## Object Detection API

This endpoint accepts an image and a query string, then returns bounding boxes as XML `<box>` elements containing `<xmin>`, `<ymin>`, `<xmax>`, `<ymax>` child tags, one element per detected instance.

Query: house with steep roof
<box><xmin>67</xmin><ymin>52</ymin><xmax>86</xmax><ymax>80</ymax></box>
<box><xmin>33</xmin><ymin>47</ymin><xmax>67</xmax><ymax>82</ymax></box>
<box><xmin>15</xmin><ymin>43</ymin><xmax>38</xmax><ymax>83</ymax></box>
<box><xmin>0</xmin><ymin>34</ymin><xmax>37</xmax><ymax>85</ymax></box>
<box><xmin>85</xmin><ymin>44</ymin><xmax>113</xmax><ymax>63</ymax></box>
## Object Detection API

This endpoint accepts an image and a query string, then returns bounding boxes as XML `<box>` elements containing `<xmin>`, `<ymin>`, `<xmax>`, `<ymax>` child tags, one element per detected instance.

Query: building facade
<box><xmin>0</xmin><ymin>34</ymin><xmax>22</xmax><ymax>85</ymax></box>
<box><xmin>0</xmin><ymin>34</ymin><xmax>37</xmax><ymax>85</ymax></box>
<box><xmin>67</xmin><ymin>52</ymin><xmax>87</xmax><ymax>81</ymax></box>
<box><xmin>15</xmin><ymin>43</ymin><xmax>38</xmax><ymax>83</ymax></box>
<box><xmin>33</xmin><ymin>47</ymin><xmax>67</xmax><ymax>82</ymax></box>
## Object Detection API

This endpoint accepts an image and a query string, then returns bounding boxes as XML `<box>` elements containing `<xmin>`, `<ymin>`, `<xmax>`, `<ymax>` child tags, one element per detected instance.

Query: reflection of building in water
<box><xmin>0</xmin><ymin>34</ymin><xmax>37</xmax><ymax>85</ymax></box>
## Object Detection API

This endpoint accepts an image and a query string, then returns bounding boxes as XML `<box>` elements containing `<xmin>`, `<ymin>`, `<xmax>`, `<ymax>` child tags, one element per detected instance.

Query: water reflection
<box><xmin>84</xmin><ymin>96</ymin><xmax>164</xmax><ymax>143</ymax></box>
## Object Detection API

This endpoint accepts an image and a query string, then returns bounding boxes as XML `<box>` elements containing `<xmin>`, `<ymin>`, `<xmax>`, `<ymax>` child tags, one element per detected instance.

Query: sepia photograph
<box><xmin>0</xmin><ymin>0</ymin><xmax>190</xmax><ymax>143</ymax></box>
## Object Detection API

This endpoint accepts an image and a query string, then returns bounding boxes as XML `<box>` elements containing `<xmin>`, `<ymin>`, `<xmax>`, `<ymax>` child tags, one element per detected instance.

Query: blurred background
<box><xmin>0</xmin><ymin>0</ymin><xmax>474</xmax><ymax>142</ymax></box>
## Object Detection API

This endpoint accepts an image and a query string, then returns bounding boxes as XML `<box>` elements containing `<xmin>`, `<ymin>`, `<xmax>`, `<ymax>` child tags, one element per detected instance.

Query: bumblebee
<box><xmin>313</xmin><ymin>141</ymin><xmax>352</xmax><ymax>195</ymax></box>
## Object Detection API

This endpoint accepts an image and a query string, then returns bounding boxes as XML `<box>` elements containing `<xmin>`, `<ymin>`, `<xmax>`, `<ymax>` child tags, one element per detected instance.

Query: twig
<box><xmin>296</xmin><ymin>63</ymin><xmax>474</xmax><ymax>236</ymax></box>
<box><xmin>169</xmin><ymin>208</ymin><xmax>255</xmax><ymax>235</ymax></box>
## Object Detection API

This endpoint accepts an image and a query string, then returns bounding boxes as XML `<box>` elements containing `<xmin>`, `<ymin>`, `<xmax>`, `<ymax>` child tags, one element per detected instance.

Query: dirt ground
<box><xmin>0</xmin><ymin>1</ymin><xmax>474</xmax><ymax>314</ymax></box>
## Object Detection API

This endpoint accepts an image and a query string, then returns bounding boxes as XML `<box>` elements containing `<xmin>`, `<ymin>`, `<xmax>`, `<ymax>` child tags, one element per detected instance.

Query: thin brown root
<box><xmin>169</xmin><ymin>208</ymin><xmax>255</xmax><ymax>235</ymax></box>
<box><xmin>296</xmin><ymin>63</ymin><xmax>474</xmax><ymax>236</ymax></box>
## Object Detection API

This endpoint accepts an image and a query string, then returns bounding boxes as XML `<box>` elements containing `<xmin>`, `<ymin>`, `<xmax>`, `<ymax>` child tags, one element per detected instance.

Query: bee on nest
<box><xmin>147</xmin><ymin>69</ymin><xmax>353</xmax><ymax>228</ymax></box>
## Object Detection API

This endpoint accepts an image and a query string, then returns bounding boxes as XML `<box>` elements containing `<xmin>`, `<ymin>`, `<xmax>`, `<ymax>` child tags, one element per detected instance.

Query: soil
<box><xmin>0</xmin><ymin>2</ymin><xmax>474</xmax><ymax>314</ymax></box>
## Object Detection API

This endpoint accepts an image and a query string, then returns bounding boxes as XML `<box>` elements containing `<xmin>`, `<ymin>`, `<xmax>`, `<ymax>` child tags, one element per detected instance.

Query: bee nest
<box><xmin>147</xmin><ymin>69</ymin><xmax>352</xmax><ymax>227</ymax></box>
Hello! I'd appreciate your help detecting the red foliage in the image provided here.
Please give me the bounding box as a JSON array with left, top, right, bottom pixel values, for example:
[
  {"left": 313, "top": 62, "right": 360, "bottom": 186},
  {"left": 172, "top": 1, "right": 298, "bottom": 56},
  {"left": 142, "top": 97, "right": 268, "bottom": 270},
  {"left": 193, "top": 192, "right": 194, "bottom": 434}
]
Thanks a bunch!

※ ※ ※

Count the lines of the items above that contain the string "right", with uppercase and lowercase letters treated as distinct. Reply with the number alone.

REPLY. 5